The charming, down-to-earth Sheikha Hoor Al Qasimi, president of the Sharjah Art Foundation and daughter of the Sheikh Sultan bin Mohammed Al-Qasimi III, ruler of Sharjah, drives a hybrid car. She also speaks fluent Japanese, hates public speaking, and untags herself in photos on Facebook when she doesn’t like the picture. Her dinner, the final night, took place in the courtyard of Bait Al Naboodah, a two-story, mid-nineteenth-century house where we had assembled every day for a sundrenched lunch. The amiable hum of conversation was briefly interrupted by the arrival of the US consul general to Dubai, Justin Siberell, flanked by eight guards in fatigues.

TO DO:
a: Decide whether each statement agrees with the passage about Sheikha Hoor Al Qasimi, answering yes or no and quoting the words that settle it: (i) She drives a hybrid car. (ii) Bait Al Naboodah is a three-story house. (iii) The US consul general arrived with eight guards.
b: Render this sentence from the passage about Sheikha Hoor Al Qasimi in Spanish: "She also speaks fluent Japanese, hates public speaking, and untags herself in photos on Facebook when she doesn’t like the picture."
c: Write a few more sentences of the passage about Sheikha Hoor Al Qasimi, beginning right after the sentence about the consul general's arrival.
The listing after this point comes from a separate source unrelated to the passage.

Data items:
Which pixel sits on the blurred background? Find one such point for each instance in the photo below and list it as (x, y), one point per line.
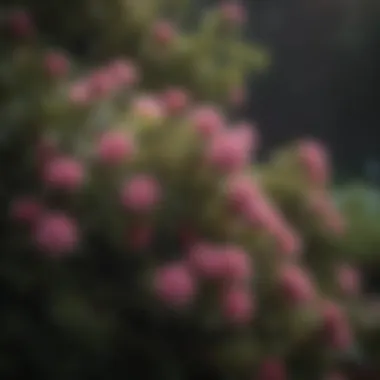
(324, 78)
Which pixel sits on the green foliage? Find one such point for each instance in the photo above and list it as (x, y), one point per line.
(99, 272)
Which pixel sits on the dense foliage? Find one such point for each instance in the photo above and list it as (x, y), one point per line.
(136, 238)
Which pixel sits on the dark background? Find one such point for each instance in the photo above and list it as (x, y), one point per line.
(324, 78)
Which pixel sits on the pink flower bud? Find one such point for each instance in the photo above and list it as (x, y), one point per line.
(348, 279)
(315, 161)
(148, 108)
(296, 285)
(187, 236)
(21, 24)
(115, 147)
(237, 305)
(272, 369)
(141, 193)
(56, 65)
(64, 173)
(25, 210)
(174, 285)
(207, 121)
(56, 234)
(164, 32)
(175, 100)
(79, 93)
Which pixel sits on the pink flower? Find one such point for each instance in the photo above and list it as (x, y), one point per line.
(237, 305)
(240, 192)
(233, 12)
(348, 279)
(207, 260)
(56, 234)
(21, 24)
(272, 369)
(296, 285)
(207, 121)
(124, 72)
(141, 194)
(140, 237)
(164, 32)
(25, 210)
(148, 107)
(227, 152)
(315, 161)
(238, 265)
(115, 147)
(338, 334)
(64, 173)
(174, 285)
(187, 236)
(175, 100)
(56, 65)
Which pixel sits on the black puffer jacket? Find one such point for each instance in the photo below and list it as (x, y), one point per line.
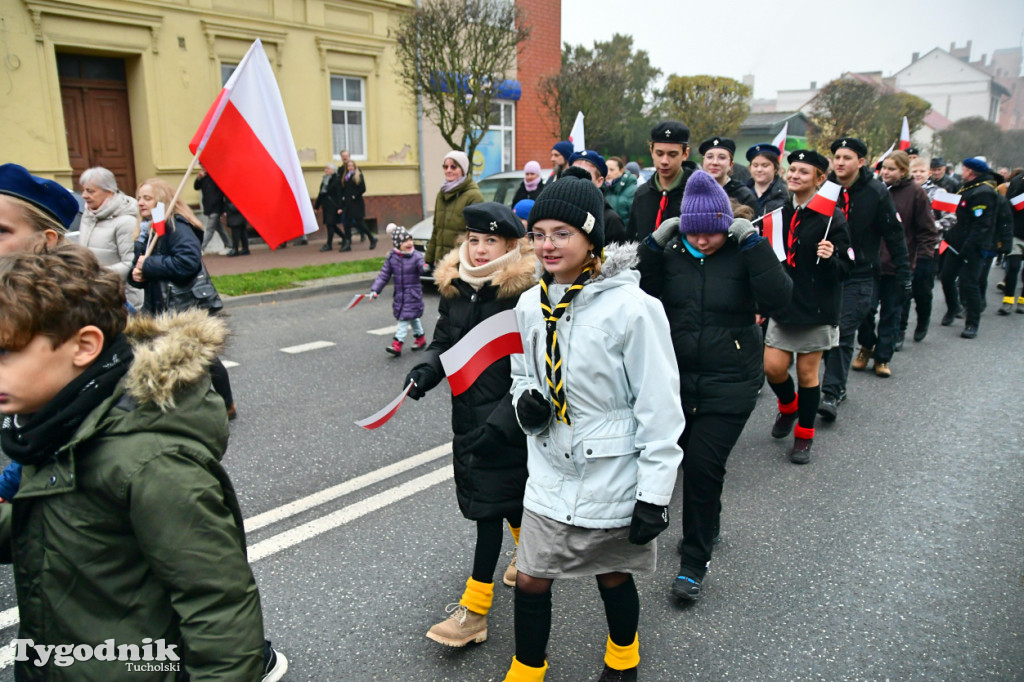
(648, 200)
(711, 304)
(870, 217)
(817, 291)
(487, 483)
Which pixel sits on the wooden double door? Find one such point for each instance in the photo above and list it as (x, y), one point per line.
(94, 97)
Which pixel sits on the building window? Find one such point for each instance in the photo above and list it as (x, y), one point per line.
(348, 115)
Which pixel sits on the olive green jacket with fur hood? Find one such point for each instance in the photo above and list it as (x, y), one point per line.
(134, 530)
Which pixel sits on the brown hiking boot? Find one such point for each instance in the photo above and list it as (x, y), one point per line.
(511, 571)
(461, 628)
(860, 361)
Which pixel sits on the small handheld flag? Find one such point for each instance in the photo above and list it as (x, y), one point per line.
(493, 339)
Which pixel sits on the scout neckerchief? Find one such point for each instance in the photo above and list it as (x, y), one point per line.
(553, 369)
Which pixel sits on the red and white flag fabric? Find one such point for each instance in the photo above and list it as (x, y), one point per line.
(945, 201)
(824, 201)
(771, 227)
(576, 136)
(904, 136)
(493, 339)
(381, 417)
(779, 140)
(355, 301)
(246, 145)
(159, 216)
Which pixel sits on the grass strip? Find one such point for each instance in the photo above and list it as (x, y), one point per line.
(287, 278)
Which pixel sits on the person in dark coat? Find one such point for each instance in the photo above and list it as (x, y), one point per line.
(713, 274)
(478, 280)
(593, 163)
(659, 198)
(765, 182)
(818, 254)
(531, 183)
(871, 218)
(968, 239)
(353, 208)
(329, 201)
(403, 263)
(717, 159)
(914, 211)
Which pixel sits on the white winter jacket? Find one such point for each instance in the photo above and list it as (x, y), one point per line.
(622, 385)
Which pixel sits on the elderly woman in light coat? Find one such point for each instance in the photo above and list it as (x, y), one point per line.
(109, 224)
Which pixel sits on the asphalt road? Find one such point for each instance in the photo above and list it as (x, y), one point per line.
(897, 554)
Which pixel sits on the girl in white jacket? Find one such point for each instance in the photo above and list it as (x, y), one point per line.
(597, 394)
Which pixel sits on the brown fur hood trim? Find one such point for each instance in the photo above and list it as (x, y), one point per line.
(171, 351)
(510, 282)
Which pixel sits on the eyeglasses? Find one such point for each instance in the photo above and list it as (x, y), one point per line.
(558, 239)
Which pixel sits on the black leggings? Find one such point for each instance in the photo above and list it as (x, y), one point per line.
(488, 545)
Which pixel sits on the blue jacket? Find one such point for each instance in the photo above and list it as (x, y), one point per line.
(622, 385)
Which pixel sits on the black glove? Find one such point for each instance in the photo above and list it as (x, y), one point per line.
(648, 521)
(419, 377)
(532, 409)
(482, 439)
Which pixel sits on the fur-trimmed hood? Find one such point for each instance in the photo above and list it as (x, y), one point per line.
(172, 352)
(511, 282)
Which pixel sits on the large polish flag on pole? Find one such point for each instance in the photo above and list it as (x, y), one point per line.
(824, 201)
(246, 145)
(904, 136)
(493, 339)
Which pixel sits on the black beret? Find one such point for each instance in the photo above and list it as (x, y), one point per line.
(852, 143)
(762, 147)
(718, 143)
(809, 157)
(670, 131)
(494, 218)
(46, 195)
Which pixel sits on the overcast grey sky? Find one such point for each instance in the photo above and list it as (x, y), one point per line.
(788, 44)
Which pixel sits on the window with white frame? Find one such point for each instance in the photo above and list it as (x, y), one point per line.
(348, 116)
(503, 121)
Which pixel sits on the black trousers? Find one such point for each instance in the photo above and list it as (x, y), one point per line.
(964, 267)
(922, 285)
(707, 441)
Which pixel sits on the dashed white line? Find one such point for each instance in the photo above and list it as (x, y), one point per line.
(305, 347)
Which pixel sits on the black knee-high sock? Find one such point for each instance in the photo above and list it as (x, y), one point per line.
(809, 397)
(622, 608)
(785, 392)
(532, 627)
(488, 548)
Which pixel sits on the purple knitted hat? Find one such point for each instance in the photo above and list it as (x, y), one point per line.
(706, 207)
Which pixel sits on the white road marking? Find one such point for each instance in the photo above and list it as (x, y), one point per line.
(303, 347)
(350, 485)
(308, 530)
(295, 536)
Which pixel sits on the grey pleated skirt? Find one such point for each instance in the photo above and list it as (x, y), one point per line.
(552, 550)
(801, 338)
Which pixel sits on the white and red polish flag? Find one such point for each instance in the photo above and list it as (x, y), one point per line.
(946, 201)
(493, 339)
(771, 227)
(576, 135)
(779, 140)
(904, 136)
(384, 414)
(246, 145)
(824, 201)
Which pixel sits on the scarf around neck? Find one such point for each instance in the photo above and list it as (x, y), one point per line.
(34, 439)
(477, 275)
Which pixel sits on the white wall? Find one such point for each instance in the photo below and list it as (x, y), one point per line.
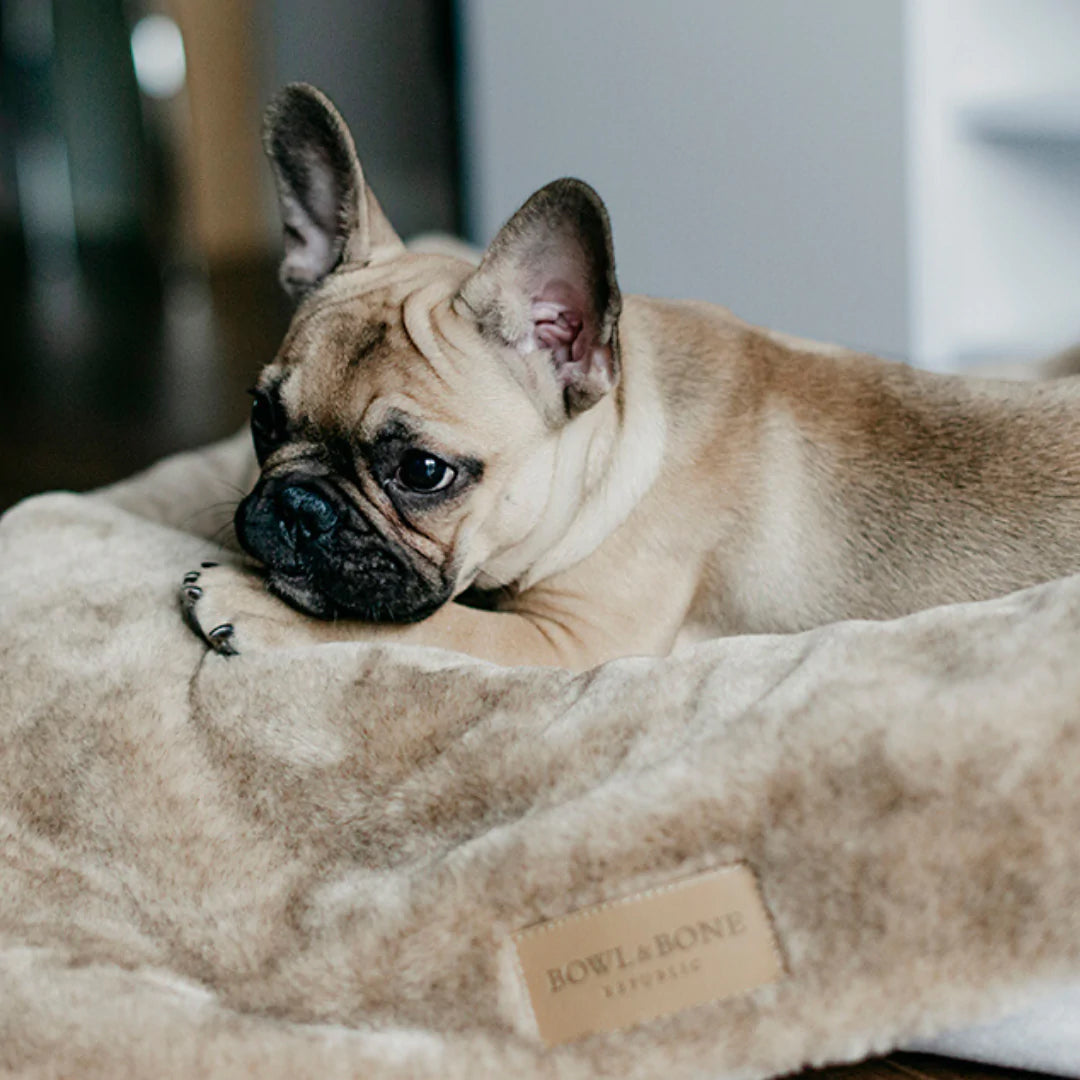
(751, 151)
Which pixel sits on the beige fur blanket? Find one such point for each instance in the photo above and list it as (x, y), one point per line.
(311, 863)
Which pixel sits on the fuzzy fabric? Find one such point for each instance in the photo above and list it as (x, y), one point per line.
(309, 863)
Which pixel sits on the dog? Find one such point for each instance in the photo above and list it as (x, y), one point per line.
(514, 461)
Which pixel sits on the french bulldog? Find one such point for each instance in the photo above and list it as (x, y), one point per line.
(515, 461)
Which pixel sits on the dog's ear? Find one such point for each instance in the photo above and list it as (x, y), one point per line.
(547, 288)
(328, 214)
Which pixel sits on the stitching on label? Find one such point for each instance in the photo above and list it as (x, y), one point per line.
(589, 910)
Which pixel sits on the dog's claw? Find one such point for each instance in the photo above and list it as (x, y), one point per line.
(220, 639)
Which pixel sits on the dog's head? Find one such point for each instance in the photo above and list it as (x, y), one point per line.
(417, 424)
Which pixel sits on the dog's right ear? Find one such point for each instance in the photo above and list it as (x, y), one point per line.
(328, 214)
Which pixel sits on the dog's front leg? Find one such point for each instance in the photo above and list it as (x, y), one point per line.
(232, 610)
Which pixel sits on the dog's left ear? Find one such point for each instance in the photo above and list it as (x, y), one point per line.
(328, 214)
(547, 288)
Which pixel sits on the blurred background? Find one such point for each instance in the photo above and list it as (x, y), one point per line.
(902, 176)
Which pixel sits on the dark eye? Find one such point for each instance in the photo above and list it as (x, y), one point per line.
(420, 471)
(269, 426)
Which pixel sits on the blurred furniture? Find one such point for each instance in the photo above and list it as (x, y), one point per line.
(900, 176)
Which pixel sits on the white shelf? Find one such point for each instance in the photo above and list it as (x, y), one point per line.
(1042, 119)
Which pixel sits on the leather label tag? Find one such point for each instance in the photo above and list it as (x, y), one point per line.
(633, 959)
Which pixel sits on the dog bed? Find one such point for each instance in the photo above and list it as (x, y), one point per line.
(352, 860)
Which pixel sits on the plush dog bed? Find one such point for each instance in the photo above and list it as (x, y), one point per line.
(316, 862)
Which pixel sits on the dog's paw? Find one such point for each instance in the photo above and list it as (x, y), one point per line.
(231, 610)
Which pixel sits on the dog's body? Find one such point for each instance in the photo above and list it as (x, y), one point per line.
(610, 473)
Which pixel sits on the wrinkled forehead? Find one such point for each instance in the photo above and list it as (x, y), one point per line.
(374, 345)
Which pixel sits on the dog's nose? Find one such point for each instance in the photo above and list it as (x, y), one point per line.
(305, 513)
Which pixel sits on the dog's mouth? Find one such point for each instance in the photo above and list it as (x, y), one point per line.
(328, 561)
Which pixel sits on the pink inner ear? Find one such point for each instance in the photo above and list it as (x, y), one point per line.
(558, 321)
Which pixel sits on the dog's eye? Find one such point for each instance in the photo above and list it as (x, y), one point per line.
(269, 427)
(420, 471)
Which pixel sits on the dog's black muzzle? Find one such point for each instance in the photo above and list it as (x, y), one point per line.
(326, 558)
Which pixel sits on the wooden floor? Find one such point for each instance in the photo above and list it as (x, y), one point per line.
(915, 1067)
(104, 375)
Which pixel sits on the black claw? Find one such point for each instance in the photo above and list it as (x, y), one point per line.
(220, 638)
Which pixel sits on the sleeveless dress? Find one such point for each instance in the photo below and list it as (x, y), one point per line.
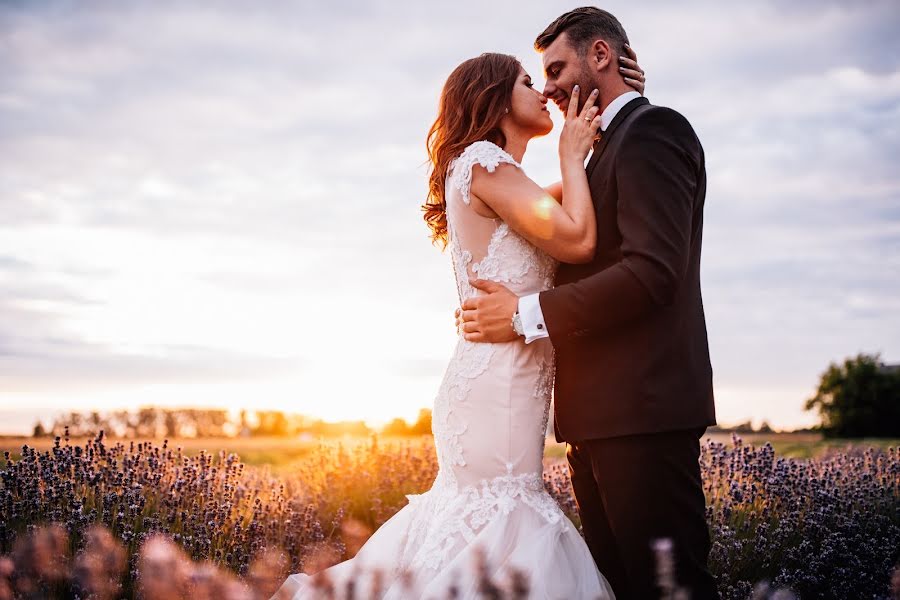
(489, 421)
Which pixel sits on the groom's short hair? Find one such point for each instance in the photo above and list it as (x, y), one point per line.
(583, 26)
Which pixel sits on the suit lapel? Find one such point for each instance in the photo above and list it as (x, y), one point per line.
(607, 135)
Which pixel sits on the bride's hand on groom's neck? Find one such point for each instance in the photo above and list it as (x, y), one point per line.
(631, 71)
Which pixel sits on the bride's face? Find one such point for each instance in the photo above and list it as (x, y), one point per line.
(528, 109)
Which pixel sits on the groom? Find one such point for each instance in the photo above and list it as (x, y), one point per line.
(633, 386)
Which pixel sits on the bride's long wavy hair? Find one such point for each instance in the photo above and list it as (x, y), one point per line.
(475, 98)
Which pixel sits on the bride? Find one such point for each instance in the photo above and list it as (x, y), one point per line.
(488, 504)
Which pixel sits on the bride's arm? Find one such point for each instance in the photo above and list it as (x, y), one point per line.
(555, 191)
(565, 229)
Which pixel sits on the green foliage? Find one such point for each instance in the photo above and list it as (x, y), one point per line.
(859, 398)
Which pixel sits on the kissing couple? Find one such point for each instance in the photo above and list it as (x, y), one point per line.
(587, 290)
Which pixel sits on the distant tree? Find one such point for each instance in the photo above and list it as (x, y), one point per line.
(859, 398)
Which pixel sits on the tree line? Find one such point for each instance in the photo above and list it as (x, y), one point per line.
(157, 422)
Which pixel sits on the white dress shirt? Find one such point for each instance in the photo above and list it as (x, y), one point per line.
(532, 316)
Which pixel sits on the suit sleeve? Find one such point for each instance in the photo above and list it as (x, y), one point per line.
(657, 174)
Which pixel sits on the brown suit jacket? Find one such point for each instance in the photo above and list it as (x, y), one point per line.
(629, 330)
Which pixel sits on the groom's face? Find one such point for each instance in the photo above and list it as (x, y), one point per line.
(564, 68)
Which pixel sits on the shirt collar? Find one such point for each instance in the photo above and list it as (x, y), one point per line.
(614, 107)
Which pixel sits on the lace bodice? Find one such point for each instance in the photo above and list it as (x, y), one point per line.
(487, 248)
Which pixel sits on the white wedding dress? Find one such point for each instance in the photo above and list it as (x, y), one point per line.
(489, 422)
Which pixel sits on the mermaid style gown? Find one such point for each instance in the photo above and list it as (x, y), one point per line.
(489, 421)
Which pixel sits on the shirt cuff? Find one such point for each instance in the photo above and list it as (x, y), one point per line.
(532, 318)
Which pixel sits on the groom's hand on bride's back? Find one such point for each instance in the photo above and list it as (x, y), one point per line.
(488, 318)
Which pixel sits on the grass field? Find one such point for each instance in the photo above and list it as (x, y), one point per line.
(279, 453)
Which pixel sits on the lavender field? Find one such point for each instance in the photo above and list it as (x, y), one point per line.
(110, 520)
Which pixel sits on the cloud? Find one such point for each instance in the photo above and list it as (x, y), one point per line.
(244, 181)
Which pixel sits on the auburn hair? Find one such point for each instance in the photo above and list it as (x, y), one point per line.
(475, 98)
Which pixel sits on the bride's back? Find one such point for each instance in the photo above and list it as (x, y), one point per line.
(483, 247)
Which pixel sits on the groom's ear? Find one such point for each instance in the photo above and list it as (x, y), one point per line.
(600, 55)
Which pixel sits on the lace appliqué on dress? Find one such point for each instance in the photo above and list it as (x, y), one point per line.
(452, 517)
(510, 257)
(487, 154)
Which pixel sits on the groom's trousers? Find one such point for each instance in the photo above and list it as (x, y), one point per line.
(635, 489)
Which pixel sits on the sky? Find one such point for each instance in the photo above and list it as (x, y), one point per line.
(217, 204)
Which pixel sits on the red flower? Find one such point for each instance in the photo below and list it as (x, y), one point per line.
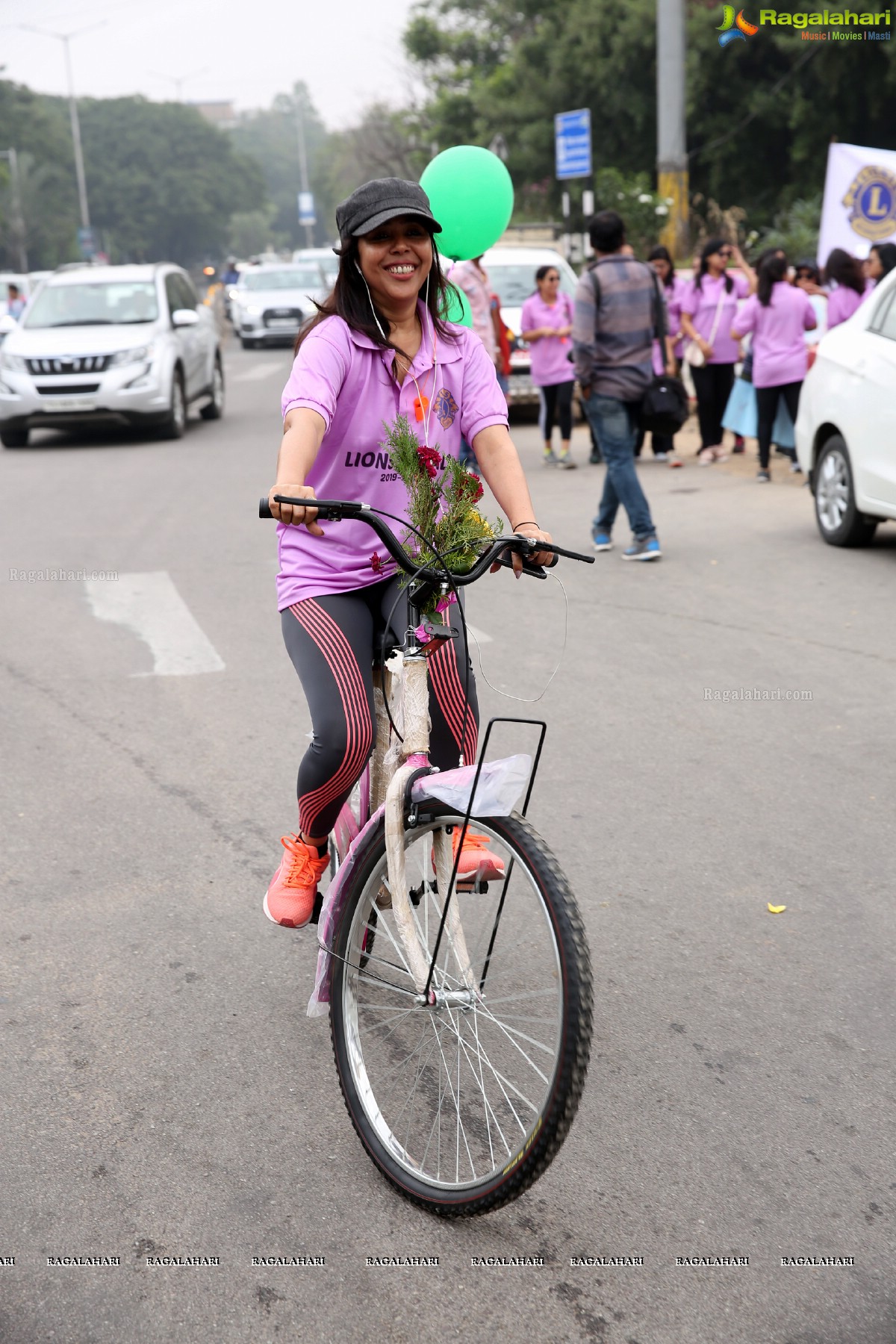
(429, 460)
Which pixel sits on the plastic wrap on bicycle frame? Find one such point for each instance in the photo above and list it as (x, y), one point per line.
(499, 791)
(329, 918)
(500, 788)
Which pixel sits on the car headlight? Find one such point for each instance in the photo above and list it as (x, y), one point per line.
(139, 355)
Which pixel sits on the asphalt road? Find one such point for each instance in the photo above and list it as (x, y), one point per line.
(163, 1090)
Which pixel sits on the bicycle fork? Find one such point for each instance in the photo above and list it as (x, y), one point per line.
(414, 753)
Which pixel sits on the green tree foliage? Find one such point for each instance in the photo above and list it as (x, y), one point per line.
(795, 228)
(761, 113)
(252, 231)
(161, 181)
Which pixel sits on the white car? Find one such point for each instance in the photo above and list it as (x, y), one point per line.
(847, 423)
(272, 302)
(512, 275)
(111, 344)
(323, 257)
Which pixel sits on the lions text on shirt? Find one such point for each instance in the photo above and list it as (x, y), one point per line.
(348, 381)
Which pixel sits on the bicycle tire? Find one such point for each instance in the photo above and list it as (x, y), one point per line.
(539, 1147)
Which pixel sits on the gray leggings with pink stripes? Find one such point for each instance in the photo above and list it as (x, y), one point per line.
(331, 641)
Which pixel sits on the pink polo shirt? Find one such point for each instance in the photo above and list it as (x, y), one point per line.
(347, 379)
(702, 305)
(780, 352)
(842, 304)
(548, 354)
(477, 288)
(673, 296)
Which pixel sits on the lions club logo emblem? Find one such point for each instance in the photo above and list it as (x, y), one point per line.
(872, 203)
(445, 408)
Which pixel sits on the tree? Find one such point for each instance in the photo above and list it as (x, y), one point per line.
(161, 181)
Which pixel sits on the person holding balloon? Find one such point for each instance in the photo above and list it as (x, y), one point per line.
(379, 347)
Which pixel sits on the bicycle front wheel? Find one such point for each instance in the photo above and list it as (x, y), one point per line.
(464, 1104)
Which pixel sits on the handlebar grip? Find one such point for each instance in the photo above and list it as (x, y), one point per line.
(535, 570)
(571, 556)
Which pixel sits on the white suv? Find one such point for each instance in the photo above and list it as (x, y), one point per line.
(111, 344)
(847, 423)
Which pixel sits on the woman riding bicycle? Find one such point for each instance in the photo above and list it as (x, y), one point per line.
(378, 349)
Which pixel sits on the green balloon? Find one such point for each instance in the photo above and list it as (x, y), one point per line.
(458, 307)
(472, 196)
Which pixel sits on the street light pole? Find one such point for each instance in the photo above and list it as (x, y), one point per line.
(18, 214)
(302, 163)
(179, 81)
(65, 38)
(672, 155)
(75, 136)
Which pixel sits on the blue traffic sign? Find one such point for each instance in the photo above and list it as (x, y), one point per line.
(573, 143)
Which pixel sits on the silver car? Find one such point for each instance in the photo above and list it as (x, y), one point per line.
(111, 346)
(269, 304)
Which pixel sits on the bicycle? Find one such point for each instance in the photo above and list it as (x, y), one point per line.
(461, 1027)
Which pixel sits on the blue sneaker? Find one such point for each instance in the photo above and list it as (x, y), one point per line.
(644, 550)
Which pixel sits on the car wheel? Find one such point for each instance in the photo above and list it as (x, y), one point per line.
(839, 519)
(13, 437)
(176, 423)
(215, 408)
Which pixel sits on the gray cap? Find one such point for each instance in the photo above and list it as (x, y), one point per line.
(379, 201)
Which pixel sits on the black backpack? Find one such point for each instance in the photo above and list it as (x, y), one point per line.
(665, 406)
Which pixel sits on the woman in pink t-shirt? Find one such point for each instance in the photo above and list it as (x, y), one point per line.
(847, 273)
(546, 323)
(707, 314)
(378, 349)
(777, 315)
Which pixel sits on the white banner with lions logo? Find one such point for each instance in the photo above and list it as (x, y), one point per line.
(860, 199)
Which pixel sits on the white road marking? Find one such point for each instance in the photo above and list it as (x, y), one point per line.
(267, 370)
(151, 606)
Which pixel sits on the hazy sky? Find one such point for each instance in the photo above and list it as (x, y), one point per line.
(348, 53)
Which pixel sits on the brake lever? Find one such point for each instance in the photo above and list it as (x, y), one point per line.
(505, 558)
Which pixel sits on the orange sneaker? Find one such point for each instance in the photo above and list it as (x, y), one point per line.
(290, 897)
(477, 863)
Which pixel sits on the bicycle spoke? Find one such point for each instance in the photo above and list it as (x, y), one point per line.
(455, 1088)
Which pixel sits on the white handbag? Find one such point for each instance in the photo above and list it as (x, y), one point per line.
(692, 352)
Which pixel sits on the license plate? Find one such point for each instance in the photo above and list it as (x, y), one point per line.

PER-TASK ANSWERS:
a:
(i) Yes: "drives a hybrid car"
(ii) No: "a two-story, mid-nineteenth-century house"
(iii) Yes: "flanked by eight guards in fatigues"

b: También habla japonés con fluidez, detesta hablar en público y se quita la etiqueta de las fotos en Facebook cuando no le gusta la imagen.

c:
As the crowd gravitated back to Calligraphy Square for a performance by Tarek Atoui, I took off with 303 Gallery’s “director abroad,” Mari Spirito, to Dubai for the night’s openings. The taxi smoothly carried us past the tall, sinister buildings lining Sheikh Zayed Road to DIFC, or, Dubai International Financial Center, a vast, labyrinthine complex housing financial service institutions, retail outlets, and art galleries. “You could live here and never leave,” marveled Spirito, as we rode up an escalator, lost, only to find yet another long, empty hallway.

Left: Sultan Al-Qassemi and Mandy Merzaban, curator at Barjeel Art Foundation. Right: Artist Ziad Antar.

Another escalator ride later, we were at a celebration for Harper’s Bazaar Art Arabia at Gaucho, a restaurant filled with mirrors, gleaming metal fixtures, and chairs upholstered in cowhide. But we’d already missed the party there too, it seemed, and the small crowd—I saw ICE Magazine editor in chief Zeynep Berik Yazıcı, collector Tom H. Tandio, Art Arabia editor Arsalan Mohammad—dwindled quickly.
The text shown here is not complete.